Besides the effect of altitude on blood pressure, as previously declared, patients with dangerously high blood pressure should, if possible, not be subjected to intense cold. In other words, a person with hyper-tension, if financially able, should not remain in a cold climate during the winter. On the other hand, even if he is stout and feels sufficiently warm with light clothing during the winter, his skin becoming chilled adds to his tension. Therefore he should be clothed as warmly as he will tolerate.

After a period which may be termed the normal period of hypertension in normal life, as age advances the systolic tension may lower, provided there is no kidney lesion. This is due to the slowly developing chronic myocarditis and a lessening of the tension and therefore lessening of the resistance to the heart. This may be nature's method of lengthening the life of the individual. In other words, as the arteries grow older the force of the heart slightly lessens, the blood pressure lowers, and the individual is safer. This frequently occurs in otherwise perfectly normal individuals, without treatment.

When the blood pressure is suddenly excessively high from any cause, venesection may be life saving, and should perhaps be more frequently done than it is. It may save a heart that is in agony from tension, and may prevent an apoplexy. It is of little value except temporarily in uremic conditions, but at other times it may, at the time, save life and allow other methods of reducing the dangerous tension to become effective. A chronic high tension patient may be repeatedly bled, although such treatment will not long save life, as the blood pressure in many such cases soon returns to its previous height.

Some very high tension cases, especially in women at the menopause, and where there is no kidney involvement, have the blood pressure reduced successfully only by large doses of thyroid, sometimes well combined with bromids, especially if the thyroid causes excitation. Such treatment persisted in for a time may cause months of improvement, and even years.

DRUGS IN HYPERTENSION

The drugs that are mostly used to lower blood pressure are nitrites or drugs which are like nitrites, and these are nitroglycerin, sodium nitrite, erythroltetra nitrate and amyl nitrite, and the frequency of their use is in the order named. Other drugs used to lower blood pressure are iodids, thyroid, alkalies, chloral, bromids and aconite, the latter rarely.

Amyl nitrite is required only when a sudden immediate effect is desired in angina pectoris or in some other serious spasmodic condition. Sodium nitrite is more likely to upset the stomach than is nitroglycerin. It acts, however, a little longer, but not enough to warrant its frequent selection. The dose of sodium nitrite is from 0.03 to 0.06 gm. (1/2 grain to a grain), best in tablet form and given with plenty of water. The tablet should of course be dissolved or crushed with the teeth. It should not be given on an empty stomach, as it may cause considerable irritation and pain. It more or less actively lowers the blood pressure for about an hour.

WORK INSTRUCTION 1 >>
From the passage on hypertension, transcribe the text starting with "After a period" and going on through "individuals, without treatment.".
WORK INSTRUCTION 2 >>
Translate this sentence from the passage on hypertension into Spanish: "Sodium nitrite is more likely to upset the stomach than is nitroglycerin."
The records after this point are unrelated to the passage on hypertension.

AVAILABLE DATA >>
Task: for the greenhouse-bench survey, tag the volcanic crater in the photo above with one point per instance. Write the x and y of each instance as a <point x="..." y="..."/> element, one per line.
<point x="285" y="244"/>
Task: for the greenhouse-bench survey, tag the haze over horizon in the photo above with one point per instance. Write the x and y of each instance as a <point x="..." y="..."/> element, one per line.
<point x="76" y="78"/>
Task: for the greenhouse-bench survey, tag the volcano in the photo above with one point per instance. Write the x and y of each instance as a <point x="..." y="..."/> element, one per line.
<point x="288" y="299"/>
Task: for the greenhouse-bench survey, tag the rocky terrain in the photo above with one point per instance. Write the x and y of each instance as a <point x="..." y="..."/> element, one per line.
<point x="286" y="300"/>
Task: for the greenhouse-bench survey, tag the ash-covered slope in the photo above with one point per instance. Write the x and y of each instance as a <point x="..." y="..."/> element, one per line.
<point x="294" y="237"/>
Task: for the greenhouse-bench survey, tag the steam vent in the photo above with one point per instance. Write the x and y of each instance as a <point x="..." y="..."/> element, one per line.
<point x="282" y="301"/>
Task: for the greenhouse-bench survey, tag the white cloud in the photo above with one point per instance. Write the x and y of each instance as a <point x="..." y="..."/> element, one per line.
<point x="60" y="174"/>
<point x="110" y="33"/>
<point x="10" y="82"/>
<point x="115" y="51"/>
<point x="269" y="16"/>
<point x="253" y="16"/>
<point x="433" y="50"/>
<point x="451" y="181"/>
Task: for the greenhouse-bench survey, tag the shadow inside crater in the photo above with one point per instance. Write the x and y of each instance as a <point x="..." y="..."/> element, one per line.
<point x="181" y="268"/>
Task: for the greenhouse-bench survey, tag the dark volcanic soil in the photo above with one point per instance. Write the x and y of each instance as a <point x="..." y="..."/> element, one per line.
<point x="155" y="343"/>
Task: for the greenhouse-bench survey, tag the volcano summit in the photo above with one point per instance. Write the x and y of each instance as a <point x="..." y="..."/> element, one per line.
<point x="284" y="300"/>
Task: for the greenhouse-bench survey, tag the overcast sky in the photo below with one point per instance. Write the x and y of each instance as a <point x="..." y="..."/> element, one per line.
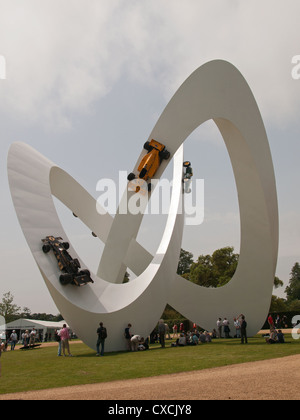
<point x="86" y="82"/>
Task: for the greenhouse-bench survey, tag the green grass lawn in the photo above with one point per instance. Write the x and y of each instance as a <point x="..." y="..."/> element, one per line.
<point x="41" y="368"/>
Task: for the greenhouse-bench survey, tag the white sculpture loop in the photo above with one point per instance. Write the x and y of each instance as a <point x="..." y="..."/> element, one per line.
<point x="214" y="91"/>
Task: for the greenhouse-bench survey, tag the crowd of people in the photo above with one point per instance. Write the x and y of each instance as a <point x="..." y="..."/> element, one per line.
<point x="135" y="342"/>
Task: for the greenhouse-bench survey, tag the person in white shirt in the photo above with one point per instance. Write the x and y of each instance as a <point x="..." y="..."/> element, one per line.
<point x="13" y="339"/>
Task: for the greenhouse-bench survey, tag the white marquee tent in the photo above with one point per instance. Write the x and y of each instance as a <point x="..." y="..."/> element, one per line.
<point x="43" y="327"/>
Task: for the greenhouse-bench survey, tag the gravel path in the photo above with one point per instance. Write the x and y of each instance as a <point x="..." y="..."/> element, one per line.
<point x="275" y="379"/>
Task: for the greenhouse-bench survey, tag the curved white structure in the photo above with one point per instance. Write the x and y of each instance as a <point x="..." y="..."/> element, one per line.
<point x="214" y="91"/>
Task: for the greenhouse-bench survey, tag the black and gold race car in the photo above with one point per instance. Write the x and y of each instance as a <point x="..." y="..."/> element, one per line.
<point x="67" y="265"/>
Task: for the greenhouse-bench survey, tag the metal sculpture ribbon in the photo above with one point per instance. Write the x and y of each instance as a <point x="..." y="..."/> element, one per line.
<point x="214" y="91"/>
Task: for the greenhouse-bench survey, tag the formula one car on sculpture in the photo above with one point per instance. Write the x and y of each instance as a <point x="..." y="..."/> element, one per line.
<point x="150" y="162"/>
<point x="69" y="266"/>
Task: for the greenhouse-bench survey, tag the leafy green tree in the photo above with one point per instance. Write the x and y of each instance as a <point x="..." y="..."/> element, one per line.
<point x="215" y="270"/>
<point x="8" y="309"/>
<point x="293" y="290"/>
<point x="278" y="304"/>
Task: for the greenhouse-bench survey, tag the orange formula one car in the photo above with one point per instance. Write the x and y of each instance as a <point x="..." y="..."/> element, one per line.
<point x="150" y="162"/>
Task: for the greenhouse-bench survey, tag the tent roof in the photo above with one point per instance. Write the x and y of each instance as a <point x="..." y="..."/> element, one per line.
<point x="30" y="323"/>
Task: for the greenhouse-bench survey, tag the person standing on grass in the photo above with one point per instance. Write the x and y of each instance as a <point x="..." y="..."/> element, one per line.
<point x="58" y="340"/>
<point x="102" y="335"/>
<point x="13" y="340"/>
<point x="244" y="338"/>
<point x="65" y="337"/>
<point x="162" y="332"/>
<point x="2" y="347"/>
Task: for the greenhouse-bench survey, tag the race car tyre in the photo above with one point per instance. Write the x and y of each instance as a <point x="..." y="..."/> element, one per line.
<point x="65" y="279"/>
<point x="76" y="262"/>
<point x="131" y="177"/>
<point x="147" y="146"/>
<point x="46" y="248"/>
<point x="165" y="154"/>
<point x="85" y="272"/>
<point x="143" y="173"/>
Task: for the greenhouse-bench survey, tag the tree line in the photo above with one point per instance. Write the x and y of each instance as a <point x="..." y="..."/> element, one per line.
<point x="214" y="270"/>
<point x="217" y="269"/>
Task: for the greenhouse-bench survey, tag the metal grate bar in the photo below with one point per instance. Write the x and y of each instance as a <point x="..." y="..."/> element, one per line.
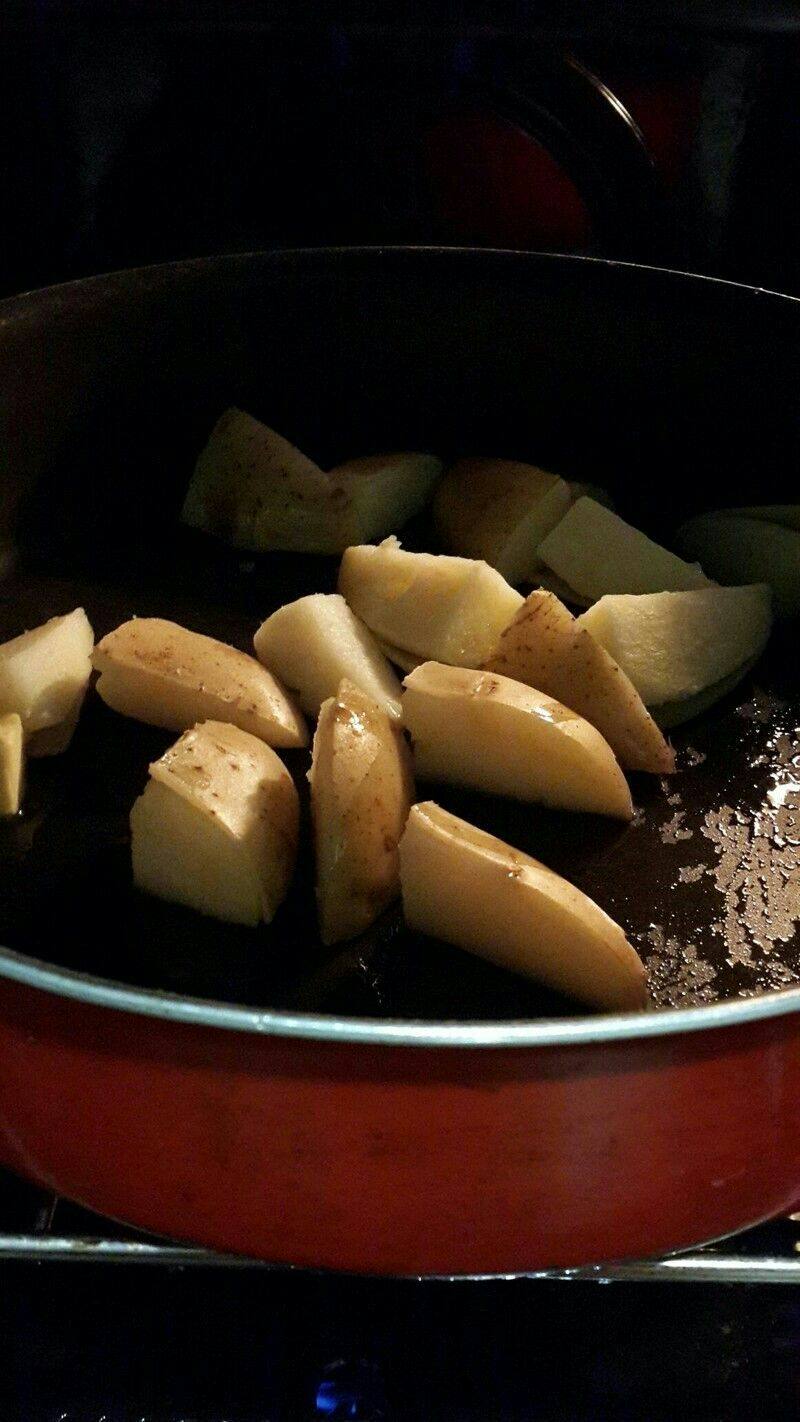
<point x="39" y="1227"/>
<point x="699" y="1267"/>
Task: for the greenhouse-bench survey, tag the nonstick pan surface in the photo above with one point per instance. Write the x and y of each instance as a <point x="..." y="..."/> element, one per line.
<point x="330" y="1126"/>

OUTPUT 1 >>
After a period which may be termed the normal period of hypertension in normal life, as age advances the systolic tension may lower, provided there is no kidney lesion. This is due to the slowly developing chronic myocarditis and a lessening of the tension and therefore lessening of the resistance to the heart. This may be nature's method of lengthening the life of the individual. In other words, as the arteries grow older the force of the heart slightly lessens, the blood pressure lowers, and the individual is safer. This frequently occurs in otherwise perfectly normal individuals, without treatment.

OUTPUT 2 >>
El nitrito de sodio tiene más probabilidades de alterar el estómago que la nitroglicerina.